:: ASSIGNMENT ::
Each line in the records below, from the one that contains "point: brown hair" to the one that contains "point: fluorescent light", should be reproduced exactly, the first and last included.

:: DATA FOR THIS TASK ::
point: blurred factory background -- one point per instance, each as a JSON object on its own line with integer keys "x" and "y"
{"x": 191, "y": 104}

---

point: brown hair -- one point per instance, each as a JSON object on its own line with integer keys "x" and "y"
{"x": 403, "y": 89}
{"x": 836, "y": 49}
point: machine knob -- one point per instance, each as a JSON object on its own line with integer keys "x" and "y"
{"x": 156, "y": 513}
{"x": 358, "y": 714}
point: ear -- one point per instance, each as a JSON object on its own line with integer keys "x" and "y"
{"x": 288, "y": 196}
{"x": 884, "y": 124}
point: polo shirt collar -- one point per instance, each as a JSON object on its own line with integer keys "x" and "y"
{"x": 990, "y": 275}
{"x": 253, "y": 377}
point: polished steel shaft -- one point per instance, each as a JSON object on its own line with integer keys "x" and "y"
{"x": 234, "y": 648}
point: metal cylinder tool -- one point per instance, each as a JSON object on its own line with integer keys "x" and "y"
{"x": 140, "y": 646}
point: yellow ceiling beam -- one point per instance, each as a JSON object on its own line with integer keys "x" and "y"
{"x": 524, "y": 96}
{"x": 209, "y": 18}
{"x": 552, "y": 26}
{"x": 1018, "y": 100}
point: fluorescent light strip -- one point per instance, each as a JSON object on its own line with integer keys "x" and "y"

---

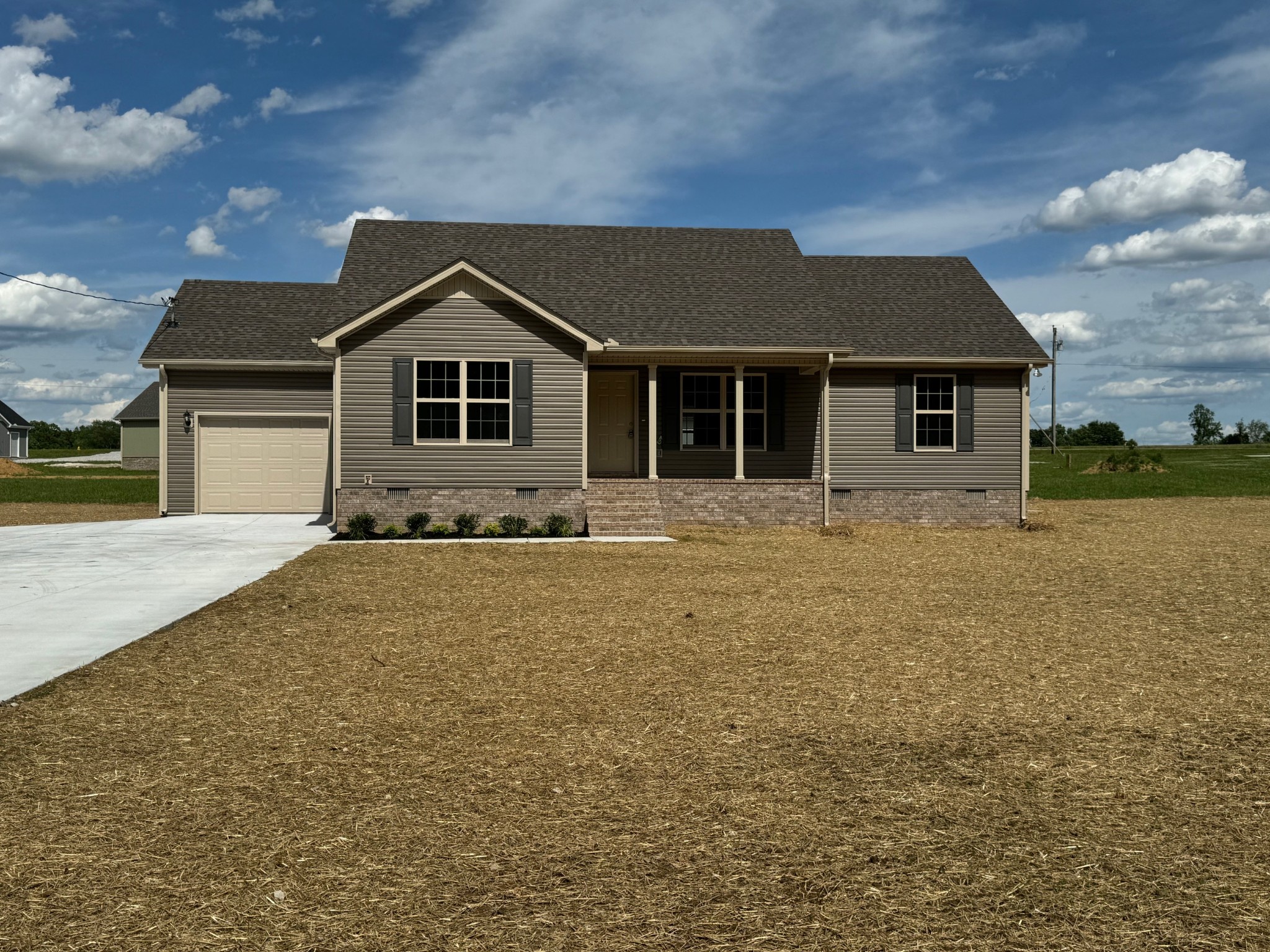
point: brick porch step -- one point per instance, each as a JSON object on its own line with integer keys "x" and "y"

:: RESULT FOR THIS EXERCISE ::
point: brown hair -- one point per instance, each as a JSON object on its own line with integer keys "x" and "y"
{"x": 403, "y": 89}
{"x": 836, "y": 49}
point: machine knob -- one point per instance, each as a JSON object on its own line with integer keys "x" and "y"
{"x": 156, "y": 513}
{"x": 358, "y": 714}
point: ear -- one point per instance, each as a JSON object on its own line with integer keys "x" and "y"
{"x": 288, "y": 196}
{"x": 884, "y": 124}
point: polo shirt collar -- one point per instance, each as a JSON object on its own line with integer keys "x" and "y"
{"x": 990, "y": 275}
{"x": 253, "y": 377}
point: polished steel shaft -- one point per instance, each as a JSON object on its own line with integer keys "x" and "y"
{"x": 234, "y": 648}
point: metal cylinder tool -- one point per instance, each as a JSON object on its own line with integer keys "x" and "y"
{"x": 140, "y": 646}
point: yellow ceiling beam -- one point per instance, each as a JSON object on its own line with integer keys "x" and "y"
{"x": 524, "y": 96}
{"x": 209, "y": 18}
{"x": 552, "y": 26}
{"x": 1018, "y": 100}
point: fluorescent light strip -- one point per instance, each as a JSON object on its own line with integer keys "x" and "y"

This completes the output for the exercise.